(Assignment): Check every line of the listing below for the word "cabinet" and give the number of lines where it appears, with nothing added.
★ ★ ★ ★
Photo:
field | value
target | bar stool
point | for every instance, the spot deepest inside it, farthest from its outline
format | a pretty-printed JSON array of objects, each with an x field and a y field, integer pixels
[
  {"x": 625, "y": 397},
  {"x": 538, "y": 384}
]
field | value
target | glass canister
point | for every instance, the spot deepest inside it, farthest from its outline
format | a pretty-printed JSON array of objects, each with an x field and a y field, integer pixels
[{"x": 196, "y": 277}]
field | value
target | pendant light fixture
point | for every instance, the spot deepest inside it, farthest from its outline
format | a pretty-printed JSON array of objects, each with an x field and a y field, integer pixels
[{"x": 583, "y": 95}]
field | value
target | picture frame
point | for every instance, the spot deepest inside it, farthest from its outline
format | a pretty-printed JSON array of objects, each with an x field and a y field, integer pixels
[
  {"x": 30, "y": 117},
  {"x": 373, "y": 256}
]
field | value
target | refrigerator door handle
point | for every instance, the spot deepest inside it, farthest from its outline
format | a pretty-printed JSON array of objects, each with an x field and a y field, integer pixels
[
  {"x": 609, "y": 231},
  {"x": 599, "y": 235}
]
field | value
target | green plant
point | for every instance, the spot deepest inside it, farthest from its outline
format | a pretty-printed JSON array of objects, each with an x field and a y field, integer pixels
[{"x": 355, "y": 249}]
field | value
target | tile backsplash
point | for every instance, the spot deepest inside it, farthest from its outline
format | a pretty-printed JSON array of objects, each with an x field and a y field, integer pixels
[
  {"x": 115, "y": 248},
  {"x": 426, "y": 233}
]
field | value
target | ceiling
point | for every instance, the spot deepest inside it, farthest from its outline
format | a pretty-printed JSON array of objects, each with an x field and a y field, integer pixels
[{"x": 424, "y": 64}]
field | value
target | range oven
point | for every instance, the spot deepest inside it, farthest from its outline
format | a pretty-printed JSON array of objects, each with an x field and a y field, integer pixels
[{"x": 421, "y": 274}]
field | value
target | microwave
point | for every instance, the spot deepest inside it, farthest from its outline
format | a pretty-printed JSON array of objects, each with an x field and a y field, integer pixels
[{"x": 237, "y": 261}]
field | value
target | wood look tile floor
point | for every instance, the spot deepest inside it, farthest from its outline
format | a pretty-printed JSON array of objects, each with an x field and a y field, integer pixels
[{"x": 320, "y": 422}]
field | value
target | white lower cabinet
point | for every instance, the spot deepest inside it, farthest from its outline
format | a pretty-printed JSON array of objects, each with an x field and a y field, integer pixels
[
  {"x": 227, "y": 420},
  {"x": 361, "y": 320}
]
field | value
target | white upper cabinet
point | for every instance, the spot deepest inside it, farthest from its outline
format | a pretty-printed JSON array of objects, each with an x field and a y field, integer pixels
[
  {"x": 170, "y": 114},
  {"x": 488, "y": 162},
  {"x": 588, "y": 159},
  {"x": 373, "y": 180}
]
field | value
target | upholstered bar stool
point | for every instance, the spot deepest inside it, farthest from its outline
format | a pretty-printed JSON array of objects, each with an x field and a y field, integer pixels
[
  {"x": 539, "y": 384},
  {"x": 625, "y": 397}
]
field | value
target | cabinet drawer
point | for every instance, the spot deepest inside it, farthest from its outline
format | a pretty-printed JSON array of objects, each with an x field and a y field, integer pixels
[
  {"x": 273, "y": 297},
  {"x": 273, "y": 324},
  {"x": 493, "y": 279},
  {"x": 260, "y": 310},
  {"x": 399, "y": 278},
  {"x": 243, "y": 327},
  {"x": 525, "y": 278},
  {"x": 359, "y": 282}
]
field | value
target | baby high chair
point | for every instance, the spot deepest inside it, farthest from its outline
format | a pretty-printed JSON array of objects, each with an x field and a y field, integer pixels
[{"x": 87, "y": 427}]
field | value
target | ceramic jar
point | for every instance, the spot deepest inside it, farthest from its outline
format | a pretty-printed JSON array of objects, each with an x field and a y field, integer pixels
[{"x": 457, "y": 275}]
★ ★ ★ ★
(Response for this exercise): 3